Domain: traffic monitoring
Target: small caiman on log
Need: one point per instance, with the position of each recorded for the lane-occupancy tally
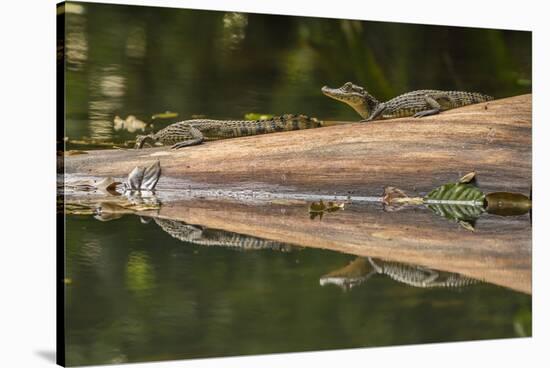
(193, 132)
(417, 103)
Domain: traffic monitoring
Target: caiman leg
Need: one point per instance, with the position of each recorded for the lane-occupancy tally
(376, 113)
(198, 138)
(431, 100)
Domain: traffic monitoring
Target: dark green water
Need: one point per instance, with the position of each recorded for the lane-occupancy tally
(124, 60)
(137, 294)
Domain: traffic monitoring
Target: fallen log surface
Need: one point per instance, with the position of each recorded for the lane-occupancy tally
(416, 155)
(493, 139)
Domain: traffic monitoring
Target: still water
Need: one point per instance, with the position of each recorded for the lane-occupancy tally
(136, 293)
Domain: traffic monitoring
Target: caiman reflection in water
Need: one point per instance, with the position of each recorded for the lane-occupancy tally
(213, 237)
(361, 269)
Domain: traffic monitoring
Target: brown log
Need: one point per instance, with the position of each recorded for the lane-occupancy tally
(416, 155)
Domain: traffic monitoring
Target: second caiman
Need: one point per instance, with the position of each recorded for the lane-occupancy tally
(193, 132)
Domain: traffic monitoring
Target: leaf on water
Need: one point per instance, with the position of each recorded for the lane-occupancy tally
(104, 217)
(144, 178)
(151, 176)
(165, 115)
(456, 192)
(109, 185)
(333, 207)
(318, 209)
(468, 177)
(467, 206)
(467, 225)
(257, 116)
(75, 152)
(131, 124)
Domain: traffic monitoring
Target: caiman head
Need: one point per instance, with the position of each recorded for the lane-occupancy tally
(355, 96)
(142, 140)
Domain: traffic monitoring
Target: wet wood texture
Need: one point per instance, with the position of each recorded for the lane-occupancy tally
(499, 251)
(493, 138)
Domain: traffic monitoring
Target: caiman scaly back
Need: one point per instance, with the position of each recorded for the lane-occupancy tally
(417, 103)
(193, 132)
(214, 237)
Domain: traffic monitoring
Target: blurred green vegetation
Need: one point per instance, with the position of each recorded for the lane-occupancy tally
(141, 60)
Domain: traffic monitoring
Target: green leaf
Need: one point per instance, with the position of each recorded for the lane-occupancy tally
(257, 116)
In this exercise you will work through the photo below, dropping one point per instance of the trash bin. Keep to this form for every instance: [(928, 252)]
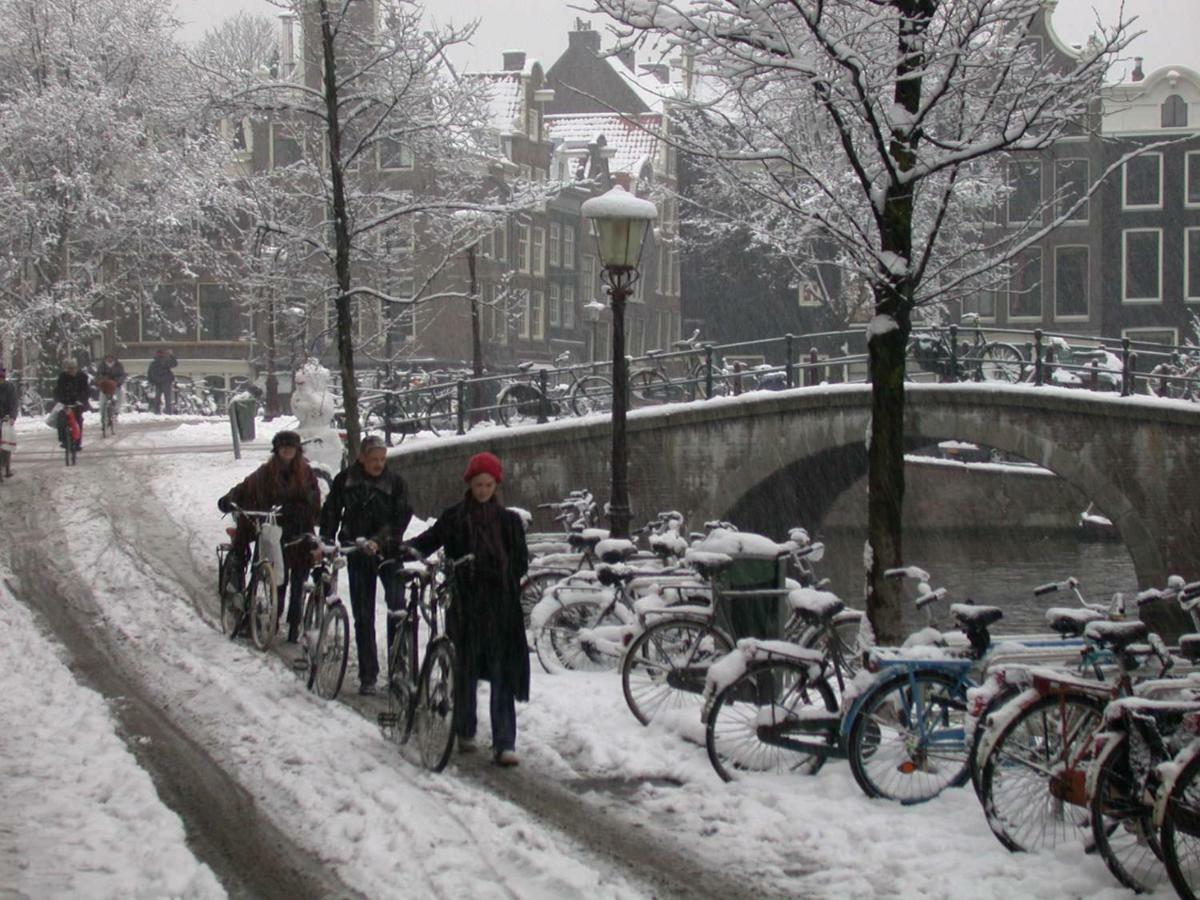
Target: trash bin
[(241, 411)]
⁂
_YOUR GOAL:_ From the records above, pull out every line containing the word "leaf".

_ANSWER AREA:_
Target: leaf on water
Target: green leaf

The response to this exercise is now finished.